## GIVEN PASSAGE
-=-=-=-=-

Authorship
From: Introduction to the Responsible Conduct of Research.
by Nicholas H. Steneck
Researchers share the results of their works with colleagues and the public in a variety of ways. Early results are usually shared during laboratory meetings, in seminars, and at professional meetings. Final results are usually communicated to others through scholarly articles and books. Public communication takes place through press releases, public announcements, newspaper articles, and public testimony. All forms of publication should present:
- A full and fair description of the work undertaken.
- An accurate report of the results.
- An honest and open assessment of the findings.
Deceptive authorship practices are arguably the greatest daily source of corruption in the sciences. Some examples include:
- Authorship by authority. A department chair or division chief or laboratory director either requires or permits his or her name to be placed on documents emanating from the unit. The most common justifications for this deception is that the leader either paid for the work, wrote the grant, provided resources, or in some other way was necessary for the work. But these are inadequate justifications - it is a deceptive mistake to include someone who did not do any of the work directly related to the part of the project described in the article.

-=-=-=-=-

## EXCERPTED DATA

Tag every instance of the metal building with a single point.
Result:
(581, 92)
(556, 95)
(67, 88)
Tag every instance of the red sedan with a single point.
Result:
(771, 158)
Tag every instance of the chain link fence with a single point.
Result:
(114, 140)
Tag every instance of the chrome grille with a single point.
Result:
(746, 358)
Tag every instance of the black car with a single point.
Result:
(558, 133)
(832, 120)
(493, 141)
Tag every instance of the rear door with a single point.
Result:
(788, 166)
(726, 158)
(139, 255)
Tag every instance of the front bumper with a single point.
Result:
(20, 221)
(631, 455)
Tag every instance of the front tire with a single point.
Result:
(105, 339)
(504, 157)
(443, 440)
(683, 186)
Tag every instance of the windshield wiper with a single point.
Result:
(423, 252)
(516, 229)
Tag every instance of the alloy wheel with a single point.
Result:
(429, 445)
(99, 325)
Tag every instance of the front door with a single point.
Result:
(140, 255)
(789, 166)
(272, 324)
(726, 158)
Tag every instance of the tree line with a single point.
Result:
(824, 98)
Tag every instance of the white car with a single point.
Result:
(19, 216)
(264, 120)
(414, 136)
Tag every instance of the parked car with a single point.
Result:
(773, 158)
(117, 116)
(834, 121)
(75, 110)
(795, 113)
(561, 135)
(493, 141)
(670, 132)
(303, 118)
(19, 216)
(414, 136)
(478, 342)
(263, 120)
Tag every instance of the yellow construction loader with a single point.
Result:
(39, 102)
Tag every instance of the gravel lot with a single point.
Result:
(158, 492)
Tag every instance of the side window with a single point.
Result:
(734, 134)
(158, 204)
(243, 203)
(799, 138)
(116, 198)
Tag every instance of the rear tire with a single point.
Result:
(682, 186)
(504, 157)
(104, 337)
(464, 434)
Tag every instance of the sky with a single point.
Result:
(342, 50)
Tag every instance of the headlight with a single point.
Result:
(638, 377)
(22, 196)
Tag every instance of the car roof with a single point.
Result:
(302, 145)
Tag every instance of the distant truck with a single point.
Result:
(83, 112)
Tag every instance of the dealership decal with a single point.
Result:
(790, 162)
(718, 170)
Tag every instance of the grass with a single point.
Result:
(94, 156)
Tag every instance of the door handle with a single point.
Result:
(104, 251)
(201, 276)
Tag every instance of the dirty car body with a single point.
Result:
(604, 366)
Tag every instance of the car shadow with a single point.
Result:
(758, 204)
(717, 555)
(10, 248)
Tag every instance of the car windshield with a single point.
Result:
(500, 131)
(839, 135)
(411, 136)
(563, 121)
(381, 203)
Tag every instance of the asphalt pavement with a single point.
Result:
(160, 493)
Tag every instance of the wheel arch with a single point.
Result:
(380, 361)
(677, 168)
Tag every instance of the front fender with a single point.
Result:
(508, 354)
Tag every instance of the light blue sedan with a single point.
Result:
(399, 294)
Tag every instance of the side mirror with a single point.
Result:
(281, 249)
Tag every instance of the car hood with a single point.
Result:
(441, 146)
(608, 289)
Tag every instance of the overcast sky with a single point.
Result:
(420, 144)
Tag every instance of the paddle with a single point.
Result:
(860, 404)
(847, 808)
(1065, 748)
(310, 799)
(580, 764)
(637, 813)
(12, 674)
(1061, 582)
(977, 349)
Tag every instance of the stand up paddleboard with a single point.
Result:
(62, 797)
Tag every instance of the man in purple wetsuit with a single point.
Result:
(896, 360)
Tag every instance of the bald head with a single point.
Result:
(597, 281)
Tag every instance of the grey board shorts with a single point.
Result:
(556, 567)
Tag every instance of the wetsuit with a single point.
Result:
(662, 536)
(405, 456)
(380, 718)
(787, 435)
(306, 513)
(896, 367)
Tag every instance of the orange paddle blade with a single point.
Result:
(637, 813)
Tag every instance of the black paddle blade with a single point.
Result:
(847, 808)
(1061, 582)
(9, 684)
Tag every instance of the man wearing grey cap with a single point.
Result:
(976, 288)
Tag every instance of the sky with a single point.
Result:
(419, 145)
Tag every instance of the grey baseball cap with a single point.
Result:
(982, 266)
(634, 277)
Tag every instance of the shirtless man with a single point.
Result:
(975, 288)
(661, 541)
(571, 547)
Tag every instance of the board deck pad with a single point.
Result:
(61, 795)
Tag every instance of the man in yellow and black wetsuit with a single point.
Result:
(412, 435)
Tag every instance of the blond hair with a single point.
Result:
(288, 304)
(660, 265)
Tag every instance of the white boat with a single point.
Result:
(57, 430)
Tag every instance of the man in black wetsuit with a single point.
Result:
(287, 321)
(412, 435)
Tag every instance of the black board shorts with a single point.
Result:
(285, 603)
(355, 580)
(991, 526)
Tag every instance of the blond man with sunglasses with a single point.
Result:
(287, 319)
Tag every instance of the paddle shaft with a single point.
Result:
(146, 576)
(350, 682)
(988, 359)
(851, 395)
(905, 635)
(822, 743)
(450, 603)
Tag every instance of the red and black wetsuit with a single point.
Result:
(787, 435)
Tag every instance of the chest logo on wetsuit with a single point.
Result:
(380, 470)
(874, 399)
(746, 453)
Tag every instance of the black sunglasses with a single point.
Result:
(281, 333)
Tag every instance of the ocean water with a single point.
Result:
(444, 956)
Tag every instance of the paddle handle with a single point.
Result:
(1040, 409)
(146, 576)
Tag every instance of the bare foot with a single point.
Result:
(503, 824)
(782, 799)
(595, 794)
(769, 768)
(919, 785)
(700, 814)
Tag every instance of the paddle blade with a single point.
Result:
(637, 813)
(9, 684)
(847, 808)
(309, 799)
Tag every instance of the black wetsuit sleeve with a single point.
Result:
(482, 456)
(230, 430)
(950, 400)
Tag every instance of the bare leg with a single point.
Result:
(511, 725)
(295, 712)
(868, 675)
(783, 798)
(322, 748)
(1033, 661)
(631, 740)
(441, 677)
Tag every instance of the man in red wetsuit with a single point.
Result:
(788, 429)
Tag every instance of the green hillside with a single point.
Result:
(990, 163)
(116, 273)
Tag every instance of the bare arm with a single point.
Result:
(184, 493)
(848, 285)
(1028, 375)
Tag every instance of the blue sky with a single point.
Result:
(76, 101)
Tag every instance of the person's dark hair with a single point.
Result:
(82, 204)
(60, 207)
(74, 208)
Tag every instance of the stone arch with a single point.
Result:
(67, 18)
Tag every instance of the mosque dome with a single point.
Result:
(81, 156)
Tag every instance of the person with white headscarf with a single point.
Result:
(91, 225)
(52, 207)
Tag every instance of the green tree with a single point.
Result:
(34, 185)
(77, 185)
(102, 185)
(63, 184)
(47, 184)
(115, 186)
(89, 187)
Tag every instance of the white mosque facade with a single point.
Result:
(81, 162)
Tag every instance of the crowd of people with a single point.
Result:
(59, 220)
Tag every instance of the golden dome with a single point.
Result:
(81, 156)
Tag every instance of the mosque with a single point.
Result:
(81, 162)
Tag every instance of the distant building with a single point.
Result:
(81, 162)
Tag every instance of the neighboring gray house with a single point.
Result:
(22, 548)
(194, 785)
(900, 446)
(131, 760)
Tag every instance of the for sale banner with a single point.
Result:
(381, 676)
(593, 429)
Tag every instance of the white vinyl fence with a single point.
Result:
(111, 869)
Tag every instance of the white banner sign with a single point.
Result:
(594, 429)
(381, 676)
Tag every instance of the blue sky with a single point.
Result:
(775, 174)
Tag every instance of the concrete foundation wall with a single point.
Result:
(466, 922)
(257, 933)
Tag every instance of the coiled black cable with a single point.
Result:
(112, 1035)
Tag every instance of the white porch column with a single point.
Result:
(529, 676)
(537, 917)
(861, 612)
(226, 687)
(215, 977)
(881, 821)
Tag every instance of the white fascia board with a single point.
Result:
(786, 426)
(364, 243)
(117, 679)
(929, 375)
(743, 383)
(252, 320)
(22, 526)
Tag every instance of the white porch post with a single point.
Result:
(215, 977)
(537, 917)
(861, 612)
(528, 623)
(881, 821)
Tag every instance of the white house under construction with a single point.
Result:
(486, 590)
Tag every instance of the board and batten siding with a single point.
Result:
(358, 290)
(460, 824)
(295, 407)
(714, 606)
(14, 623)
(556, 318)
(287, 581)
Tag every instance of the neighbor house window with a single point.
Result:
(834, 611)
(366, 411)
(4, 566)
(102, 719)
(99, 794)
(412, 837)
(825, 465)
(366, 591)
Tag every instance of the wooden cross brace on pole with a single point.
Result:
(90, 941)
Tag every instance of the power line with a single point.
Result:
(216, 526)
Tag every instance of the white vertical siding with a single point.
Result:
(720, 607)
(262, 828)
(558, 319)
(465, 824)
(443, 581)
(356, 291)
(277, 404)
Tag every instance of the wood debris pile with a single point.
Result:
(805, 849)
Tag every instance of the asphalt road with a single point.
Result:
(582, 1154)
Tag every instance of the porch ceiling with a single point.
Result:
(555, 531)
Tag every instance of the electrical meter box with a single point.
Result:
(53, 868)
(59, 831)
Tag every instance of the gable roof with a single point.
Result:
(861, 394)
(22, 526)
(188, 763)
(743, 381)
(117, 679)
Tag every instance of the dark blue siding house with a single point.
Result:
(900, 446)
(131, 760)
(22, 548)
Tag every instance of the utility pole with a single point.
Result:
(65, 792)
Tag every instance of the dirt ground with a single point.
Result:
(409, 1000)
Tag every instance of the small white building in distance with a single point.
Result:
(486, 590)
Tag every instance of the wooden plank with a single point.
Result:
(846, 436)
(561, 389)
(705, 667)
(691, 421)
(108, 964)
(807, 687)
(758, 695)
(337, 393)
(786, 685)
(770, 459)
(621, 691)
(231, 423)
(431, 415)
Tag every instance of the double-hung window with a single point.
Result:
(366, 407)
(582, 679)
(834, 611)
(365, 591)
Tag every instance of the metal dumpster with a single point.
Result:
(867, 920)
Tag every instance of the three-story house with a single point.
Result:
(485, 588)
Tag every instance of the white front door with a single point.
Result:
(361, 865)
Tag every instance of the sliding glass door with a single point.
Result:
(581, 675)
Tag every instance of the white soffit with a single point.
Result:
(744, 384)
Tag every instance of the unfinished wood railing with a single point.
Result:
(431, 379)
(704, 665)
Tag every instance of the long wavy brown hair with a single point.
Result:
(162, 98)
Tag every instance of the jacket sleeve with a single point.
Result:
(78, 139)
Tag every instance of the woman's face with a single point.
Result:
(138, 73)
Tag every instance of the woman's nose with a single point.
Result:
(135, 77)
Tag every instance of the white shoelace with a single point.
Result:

-=-=-=-=-

## EXERCISES
1. List every item the passage on authorship says all forms of publication should present.
2. Reproduce the passage on authorship word for word, starting with "by Nicholas H." and going on through "the work undertaken.".

## REPLIES
1.
- A full and fair description of the work undertaken.
- An accurate report of the results.
- An honest and open assessment of the findings.

2.
by Nicholas H. Steneck
Researchers share the results of their works with colleagues and the public in a variety of ways. Early results are usually shared during laboratory meetings, in seminars, and at professional meetings. Final results are usually communicated to others through scholarly articles and books. Public communication takes place through press releases, public announcements, newspaper articles, and public testimony. All forms of publication should present:
- A full and fair description of the work undertaken.